Task directions: Extract every line of the data below and reproduce each one verbatim, with no changes.

Records for the exercise:
** BEGIN **

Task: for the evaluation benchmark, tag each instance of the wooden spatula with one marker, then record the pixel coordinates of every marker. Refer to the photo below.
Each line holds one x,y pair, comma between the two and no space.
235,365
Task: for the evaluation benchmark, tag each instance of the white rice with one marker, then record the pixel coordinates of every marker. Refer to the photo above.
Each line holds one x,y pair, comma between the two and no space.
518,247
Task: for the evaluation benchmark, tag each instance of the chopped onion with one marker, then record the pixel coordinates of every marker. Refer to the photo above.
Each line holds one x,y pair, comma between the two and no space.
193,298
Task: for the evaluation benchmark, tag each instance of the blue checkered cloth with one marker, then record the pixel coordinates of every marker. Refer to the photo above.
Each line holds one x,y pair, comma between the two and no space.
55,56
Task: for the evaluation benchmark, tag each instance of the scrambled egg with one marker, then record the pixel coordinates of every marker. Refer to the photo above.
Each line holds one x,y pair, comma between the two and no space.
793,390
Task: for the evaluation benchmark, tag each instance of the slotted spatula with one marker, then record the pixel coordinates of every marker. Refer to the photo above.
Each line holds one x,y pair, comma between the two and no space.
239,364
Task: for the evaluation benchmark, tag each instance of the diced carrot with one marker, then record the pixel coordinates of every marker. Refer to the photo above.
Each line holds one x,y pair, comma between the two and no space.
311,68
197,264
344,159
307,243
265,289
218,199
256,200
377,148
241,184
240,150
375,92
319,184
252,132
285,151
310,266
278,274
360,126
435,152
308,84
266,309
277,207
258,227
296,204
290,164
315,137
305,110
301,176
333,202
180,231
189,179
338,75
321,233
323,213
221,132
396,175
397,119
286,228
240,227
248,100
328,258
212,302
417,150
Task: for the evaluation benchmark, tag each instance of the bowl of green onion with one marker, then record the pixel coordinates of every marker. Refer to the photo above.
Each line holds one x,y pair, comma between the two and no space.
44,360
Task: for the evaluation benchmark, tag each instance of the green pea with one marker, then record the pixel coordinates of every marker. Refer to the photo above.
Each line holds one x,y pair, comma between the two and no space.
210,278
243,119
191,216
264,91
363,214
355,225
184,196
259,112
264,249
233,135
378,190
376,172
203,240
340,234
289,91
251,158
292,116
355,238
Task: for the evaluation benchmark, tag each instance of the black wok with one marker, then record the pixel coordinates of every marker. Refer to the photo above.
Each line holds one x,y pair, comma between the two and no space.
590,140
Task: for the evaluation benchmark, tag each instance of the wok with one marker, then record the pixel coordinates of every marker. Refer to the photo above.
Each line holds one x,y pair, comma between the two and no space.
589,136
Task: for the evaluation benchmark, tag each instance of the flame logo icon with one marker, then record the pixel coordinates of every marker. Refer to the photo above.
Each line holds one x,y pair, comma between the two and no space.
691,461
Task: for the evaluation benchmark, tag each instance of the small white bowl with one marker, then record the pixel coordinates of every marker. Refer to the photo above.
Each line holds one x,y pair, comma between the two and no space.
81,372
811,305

** END **

In response:
Task: for the evaluation benchmark, tag each instance of the wooden spatula with one marker, then record the pixel coordinates of every marker. Refer to the photo below.
Each line holds one x,y pair, comma between the two and no space.
235,365
Task: for the evaluation benchmark, tag each instance of the white rice with one marker, then record the pixel coordinates of every marker. Refer to the photo above.
Each line holds one x,y pair, comma between the two and no space.
518,247
Task: for the evaluation benchmark, tag each instance of the chopped onion with one marker, then record the pixel coordinates of every marker. Refer to the photo above.
Each line holds one x,y pair, comma between the two and no space.
193,298
Task: for the evaluation benchmark, tag each instance of the blue checkered cloth with one marker, then record the pixel coordinates of every marker. Refer to the photo above.
Each line holds one x,y pair, comma between the two and no space.
55,56
Task: for the evaluation benchmark, tag each instance of the scrambled egg with one marker, then record the pixel coordinates of every marker. Refer to the photo above.
Each line holds one x,y pair, comma between the two and no space.
793,390
Task: for the evaluation benchmark, tag each instance of the slotted spatula with one marker, then record the pixel coordinates of every marker. Refer to the photo above.
Each line holds one x,y pair, comma between the two and no space.
239,364
Task: for the evaluation benchmark, tag each instance of the diced carrot with one marker, then record the pixel coordinates of every marker. Refer to the photo above.
Each line holds one x,y pair, comma between the two and no space.
311,68
197,264
344,159
307,243
265,289
218,199
256,200
377,148
241,184
240,150
375,92
319,184
252,132
285,151
310,266
278,274
360,126
435,152
308,84
266,309
277,207
258,227
296,204
290,164
315,137
305,110
301,176
333,202
180,231
189,179
338,75
321,233
323,213
221,132
396,175
397,119
286,228
240,227
248,100
328,258
212,302
417,150
Task: for the evaluation benchmark, tag each instance of the bowl of green onion with one marker, then record the pixel coordinates of every marker. Refer to the photo above.
Each line holds one x,y pair, comma between the two and no space.
44,360
Task: for the evaluation benchmark, tag each instance of the green pea with one marker, then record the pixel coordinates of every marker. Refer to the photo above.
Each line holds one x,y pair, comma between the two and no space.
210,278
243,119
191,216
264,91
363,214
355,225
184,196
259,112
264,249
233,135
378,190
376,172
203,240
340,234
289,91
251,158
292,116
355,238
Task: for the evaluation benchmark, tag each instance of the black wok with one marker, then record the pixel coordinates of every marker. Refer to the photo above.
Each line holds one x,y pair, comma between the two and no space.
590,140
Task: for the evaluation benchmark, tag each instance of the wok with one marker, then record the pixel coordinates of every marker. Refer to the photo above.
Each line holds one x,y pair, comma between the two and no space.
589,136
Task: for the evaluation benchmark, tag each instance of the flame logo icon with one marker, then record the pixel coordinates of every marker. Refer to the photo above.
Each line holds one x,y pair, comma between the two and no space.
691,461
Task: for the evaluation benchmark, tag each instance of the small white bowl with one marker, then record the pixel coordinates of every marker. Refer to the photo above.
Each line holds one x,y pair, comma between the two and no space.
81,372
811,305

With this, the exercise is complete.